**Set problem**
Put every line of the listing below into a JSON list of strings, one string per line, leaving out any blank lines.

====== The input

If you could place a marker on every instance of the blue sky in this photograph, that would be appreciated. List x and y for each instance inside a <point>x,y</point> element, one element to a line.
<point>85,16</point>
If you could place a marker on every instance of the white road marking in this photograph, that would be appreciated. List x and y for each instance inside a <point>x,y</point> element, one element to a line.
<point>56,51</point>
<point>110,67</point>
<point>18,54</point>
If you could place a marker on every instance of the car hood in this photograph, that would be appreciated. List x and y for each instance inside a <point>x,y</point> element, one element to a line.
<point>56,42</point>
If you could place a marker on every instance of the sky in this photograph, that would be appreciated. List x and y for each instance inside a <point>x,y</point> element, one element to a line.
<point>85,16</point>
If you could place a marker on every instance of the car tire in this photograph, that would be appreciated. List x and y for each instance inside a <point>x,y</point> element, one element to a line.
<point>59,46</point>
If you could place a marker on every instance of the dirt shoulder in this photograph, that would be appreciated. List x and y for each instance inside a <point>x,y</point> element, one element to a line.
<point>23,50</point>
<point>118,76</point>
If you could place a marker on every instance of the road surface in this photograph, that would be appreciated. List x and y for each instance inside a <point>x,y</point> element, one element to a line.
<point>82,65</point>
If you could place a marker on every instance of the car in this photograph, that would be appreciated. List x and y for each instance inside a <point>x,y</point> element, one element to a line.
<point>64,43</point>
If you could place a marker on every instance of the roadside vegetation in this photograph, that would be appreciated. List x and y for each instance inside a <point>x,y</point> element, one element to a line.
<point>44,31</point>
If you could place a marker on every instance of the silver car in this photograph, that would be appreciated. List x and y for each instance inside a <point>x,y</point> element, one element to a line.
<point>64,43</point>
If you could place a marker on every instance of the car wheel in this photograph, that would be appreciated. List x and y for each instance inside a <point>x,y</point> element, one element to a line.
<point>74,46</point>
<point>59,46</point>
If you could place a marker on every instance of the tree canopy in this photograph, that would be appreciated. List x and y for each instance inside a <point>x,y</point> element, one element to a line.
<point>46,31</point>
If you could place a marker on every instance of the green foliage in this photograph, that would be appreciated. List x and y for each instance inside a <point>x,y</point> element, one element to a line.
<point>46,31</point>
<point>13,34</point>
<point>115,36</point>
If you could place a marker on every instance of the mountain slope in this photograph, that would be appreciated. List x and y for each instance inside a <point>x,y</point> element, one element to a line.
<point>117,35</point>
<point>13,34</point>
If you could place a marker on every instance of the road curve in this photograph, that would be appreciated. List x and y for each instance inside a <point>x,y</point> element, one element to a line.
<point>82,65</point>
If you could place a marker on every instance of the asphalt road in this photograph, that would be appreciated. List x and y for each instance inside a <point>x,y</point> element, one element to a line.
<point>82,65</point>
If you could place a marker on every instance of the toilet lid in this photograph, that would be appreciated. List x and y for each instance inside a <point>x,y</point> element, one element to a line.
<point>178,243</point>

============

**Answer in full**
[
  "If you could place a marker on every instance of the blue sky in this photograph, that would be appreciated. List x and y for each instance inside a <point>x,y</point> element, one element to a line.",
  "<point>85,16</point>",
  "If you could place a marker on every instance of the white road marking in this photograph, that would be appreciated. List x and y for each instance inside a <point>x,y</point> element, one element to a line.",
  "<point>56,51</point>",
  "<point>110,67</point>",
  "<point>18,54</point>",
  "If you could place a marker on every instance of the car hood in this photograph, that would be appreciated. List x and y for each instance inside a <point>x,y</point> element, one element to a line.",
  "<point>56,42</point>",
  "If you could place a marker on every instance of the sky in this photograph, that would be appreciated. List x and y for each instance inside a <point>x,y</point> element, one element to a line.",
  "<point>85,16</point>",
  "If you could place a marker on every instance of the car tire in this photograph, that would be appreciated. List x and y for each instance inside a <point>x,y</point> element, one element to a line.",
  "<point>59,46</point>",
  "If you could place a marker on every instance of the dirt shoulder in this photograph, that would be appreciated. List x and y for each instance inside a <point>x,y</point> element, one element to a line.",
  "<point>23,50</point>",
  "<point>118,76</point>",
  "If you could place a marker on every instance of the road surface in this photograph, that would be appreciated. List x and y for each instance inside a <point>x,y</point> element, one element to a line.",
  "<point>82,65</point>",
  "If you could place a marker on every instance of the car in this photograph, that would be appreciated. List x and y for each instance inside a <point>x,y</point> element, one element to a line.",
  "<point>64,43</point>",
  "If you could place a marker on every instance of the roadside vegetation in this photograph, that would be appreciated. List x and y for each instance inside a <point>x,y</point> element, one element to a line.",
  "<point>44,31</point>",
  "If you could place a marker on every instance of the silver car in this photograph, that would be appreciated. List x and y for each instance inside a <point>x,y</point> element, one element to a line.",
  "<point>64,43</point>",
  "If you could place a marker on every instance of the car wheel in this photograph, that would be appreciated. List x and y for each instance inside a <point>x,y</point> element, one element to a line.",
  "<point>74,46</point>",
  "<point>59,46</point>",
  "If you could place a marker on every instance of the tree canopy in this photograph, that would be appreciated. List x and y for each instance inside a <point>x,y</point> element, one element to a line.",
  "<point>46,31</point>",
  "If you could place a marker on every instance of the green foliage in this photograph, that would be appreciated. List x and y for each instance inside a <point>x,y</point> element, one element to a line.",
  "<point>46,31</point>",
  "<point>13,34</point>",
  "<point>115,36</point>",
  "If you could place a marker on every instance of the mountain slope in this photograph, that would be appreciated. List x and y for each instance inside a <point>x,y</point> element, one element to a line.",
  "<point>117,35</point>",
  "<point>13,34</point>",
  "If you could place a marker on every instance of the road curve in this photograph, that would be appreciated. List x and y for each instance inside a <point>x,y</point> element, one element to a line.",
  "<point>82,65</point>",
  "If you could place a marker on every instance of the asphalt road in this photograph, that would be appreciated. List x and y for each instance inside a <point>x,y</point> element, one element to a line.",
  "<point>82,65</point>",
  "If you could place a marker on every instance of the toilet lid in this photograph, that would be appreciated. List x and y for each instance inside a <point>x,y</point> element, one element to a line.",
  "<point>178,243</point>"
]